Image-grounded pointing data
----------------------------------------

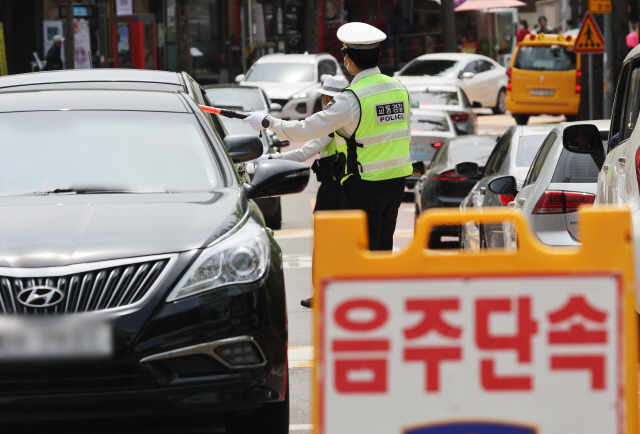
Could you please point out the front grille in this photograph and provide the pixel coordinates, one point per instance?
(92, 290)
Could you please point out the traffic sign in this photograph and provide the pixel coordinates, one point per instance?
(589, 38)
(600, 6)
(539, 340)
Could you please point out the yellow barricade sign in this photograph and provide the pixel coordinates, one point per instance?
(537, 340)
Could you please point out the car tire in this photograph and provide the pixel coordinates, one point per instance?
(521, 119)
(501, 103)
(269, 419)
(274, 220)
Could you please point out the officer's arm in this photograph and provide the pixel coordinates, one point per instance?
(308, 150)
(343, 112)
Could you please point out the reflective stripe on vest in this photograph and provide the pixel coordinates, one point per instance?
(383, 132)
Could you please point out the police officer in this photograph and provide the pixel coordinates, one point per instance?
(372, 117)
(329, 192)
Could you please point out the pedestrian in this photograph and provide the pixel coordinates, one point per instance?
(329, 193)
(372, 119)
(542, 20)
(523, 30)
(632, 36)
(53, 56)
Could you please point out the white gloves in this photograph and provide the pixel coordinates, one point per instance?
(255, 120)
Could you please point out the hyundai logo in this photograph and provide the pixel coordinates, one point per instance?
(40, 296)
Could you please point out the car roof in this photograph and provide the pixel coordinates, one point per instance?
(291, 58)
(92, 75)
(93, 99)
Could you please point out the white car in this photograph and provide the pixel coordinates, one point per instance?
(292, 80)
(483, 79)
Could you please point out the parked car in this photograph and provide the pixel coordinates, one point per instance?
(241, 98)
(442, 186)
(292, 80)
(558, 183)
(430, 129)
(512, 155)
(271, 207)
(112, 78)
(544, 78)
(483, 79)
(136, 276)
(451, 99)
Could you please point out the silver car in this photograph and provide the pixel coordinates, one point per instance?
(512, 156)
(450, 98)
(557, 184)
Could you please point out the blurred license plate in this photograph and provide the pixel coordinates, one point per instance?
(542, 92)
(44, 339)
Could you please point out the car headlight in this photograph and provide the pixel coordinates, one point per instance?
(242, 257)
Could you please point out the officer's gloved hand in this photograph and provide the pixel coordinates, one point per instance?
(255, 120)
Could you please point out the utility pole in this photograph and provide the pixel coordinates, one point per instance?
(69, 46)
(448, 27)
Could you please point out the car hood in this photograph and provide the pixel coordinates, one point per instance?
(59, 230)
(276, 90)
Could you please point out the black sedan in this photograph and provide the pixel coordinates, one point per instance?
(136, 275)
(442, 186)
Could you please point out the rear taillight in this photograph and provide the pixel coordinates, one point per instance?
(562, 202)
(459, 117)
(506, 198)
(451, 175)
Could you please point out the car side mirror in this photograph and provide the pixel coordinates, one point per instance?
(468, 169)
(584, 139)
(275, 107)
(243, 147)
(504, 185)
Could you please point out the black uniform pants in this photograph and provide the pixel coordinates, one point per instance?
(381, 201)
(329, 196)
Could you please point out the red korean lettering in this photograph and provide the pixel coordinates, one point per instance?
(432, 320)
(520, 342)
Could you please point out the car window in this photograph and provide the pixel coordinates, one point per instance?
(281, 72)
(632, 105)
(433, 97)
(170, 154)
(621, 90)
(327, 67)
(527, 148)
(538, 162)
(433, 67)
(545, 58)
(575, 168)
(500, 151)
(424, 122)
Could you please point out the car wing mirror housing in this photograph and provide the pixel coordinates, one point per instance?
(468, 169)
(504, 185)
(278, 177)
(243, 147)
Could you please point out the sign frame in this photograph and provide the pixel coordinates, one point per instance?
(346, 232)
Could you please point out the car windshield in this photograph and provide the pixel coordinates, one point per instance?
(422, 122)
(471, 151)
(545, 58)
(433, 97)
(528, 148)
(246, 98)
(104, 151)
(433, 67)
(281, 72)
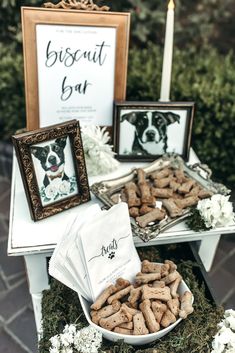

----------------------------------------

**Goal of the exercise**. Reproduce the lines from the line containing "Could you please point out the car windshield" through the end of the records above, exactly and inclusively, omitting pictures.

**Result for this exercise**.
Could you please point out the car windshield in this photograph and provide the pixel coordinates, one point per instance?
(422, 122)
(471, 151)
(545, 58)
(433, 97)
(528, 148)
(246, 98)
(104, 151)
(433, 67)
(281, 72)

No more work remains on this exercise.